Update the items below so that every "Practice step" reads "Exercise" and nothing else changes.

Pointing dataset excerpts
• • • • • • •
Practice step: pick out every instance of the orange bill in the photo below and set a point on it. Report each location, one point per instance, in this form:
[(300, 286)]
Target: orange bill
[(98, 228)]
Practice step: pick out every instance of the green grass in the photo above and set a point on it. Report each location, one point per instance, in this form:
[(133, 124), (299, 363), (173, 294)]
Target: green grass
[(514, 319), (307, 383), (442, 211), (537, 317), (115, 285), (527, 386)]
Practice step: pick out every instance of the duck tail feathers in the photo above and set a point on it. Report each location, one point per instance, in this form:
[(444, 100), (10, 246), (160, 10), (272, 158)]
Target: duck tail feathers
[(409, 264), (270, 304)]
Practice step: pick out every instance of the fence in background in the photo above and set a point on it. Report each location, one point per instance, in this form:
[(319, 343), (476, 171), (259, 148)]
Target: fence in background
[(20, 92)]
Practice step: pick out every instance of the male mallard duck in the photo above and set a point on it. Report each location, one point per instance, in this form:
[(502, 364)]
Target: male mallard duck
• • • • • • •
EXERCISE RESULT:
Exercise: pick out every instance of the orange bill in the photo below and set a point on it. Report each location, one point per instance, in this form:
[(300, 286)]
Target: orange bill
[(98, 228)]
Exercise: pick out every instance of the green grass in the photo above and set a point on it. Report each location, one point per instance, in this form:
[(133, 124), (299, 363), (173, 294)]
Target: green grass
[(514, 319), (307, 383), (442, 211), (537, 317), (115, 285), (527, 386)]
Exercise: pick out every instance of the duck tail feathers in the photo above and set a point on it. Report each location, one point per instance, in this form:
[(444, 100), (10, 246), (160, 10), (272, 158)]
Target: duck tail feathers
[(409, 264), (270, 304)]
Exercise: pick out every instance of the fence in background in the photo above and set a point on it. Report each location, one point per instance, in this form:
[(319, 343), (476, 171), (259, 148)]
Target: fence in background
[(20, 92)]
Exercise: pick out every instance of the male mallard duck in the photo above and set a point on it. Report each location, one point per instance, in this form:
[(502, 364)]
Target: male mallard duck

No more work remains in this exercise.